Consigne A
Dans l'article sur Nura, reprenez sous forme de liste le paragraphe qui commence par « Cette série avait fait parler beaucoup d’elle », en gardant ses faits principaux.
Consigne B
Poursuivez l'article sur Nura à partir de l'endroit où il s'arrête.

Nura, le seigneur des yōkai


Couverture tome 1

Cette série avait fait parler beaucoup d’elle lors de sa sortie au Japon en 2008 et j’avais aussitôt surfé sur la vague pour voir ce qui se cachait derrière ce titre de manga peu évocateur : Nurarihyon no mago (1). Prépublié dans le Weekly Shonen Jump*, ce manga s’est fait attendre dans nos contrées puisque que ce n’est que trois ans après sa sortie nippone qu’il arrive en France. Comble de l’ironie, son animé, pourtant tout récent au Japon, est déjà sorti chez Kaze TV en VOD. Bref c’est un petit peu le monde à l’envers pour un manga qui a pourtant toutes les qualités nécessaires pour faire un très bon shonen(2), sans compter un graphisme qui dépasse largement ses confrères. Heureusement les éditions Kana ont rétabli cette injustice en nous proposant de sortir d’un coup non pas un mais deux tomes de ce nouveau manga ! Bref, Nura, seigneur des yōkai* devrait avoir un très bon démarrage.

(1) Il s’agit du titre original du manga.
(2) Manga pour Garçon..
(*) Pour plus d’informations, voir le lexique en bas d’article.

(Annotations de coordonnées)
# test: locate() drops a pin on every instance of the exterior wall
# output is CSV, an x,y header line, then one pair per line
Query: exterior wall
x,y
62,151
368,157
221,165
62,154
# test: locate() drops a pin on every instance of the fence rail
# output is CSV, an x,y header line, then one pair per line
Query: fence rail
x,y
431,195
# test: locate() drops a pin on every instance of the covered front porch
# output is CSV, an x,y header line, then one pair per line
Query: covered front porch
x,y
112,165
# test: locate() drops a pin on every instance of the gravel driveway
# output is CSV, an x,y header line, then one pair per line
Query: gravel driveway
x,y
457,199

Réponse A
- La série a fait beaucoup parler d'elle à sa sortie au Japon en 2008, sous le titre original Nurarihyon no mago.
- Elle a été prépubliée dans le Weekly Shonen Jump.
- Elle n'arrive en France que trois ans après sa sortie japonaise.
- Son animé, tout récent au Japon, est déjà sorti chez Kaze TV en VOD.
- Le manga a toutes les qualités d'un très bon shonen, avec un graphisme bien au-dessus de ses concurrents.
- Les éditions Kana sortent deux tomes d'un coup, ce qui devrait lui assurer un très bon démarrage.

Réponse B
L’histoire

Rikuo Nura

Rikuo Nura n’est pas un enfant comme les autres puisqu’il possède un quart de sang de yōkai, celui du Nurarihyon(3). De par ses origines, et suite à la mort de son père, il devient l’unique hériter d’un clan très puissant de yōkai. Cependant, Rikuo souhaite vivre comme un simple humain et refuse de devenir le chef d’une armée démoniaque au grand dam de son grand-père — l’ancien Nurarihyon. Le refus catégorique de Rikuo de devenir le chef du clan Nura va nourrir de grandes ambitions chez les clans yōkai soumis à sa famille. Certains pensent que le temps du Nurarihyon est révolu et qu’il est temps de désigner un nouveau chef. Cependant tant que Rikuo est en vie personne ne pourra prendre le pouvoir à sa place. Ce dernier va donc se retrouver contre son gré plongé dans une guerre de clan intestine, mais aussi, avec d’autres clans ennemis. Un autre problème se pose pour Rikuo : peut-il réellement renoncer au sang de yōkai qui coule dans ses veines ?

(3) lire la troisième partie pour plus d’explications.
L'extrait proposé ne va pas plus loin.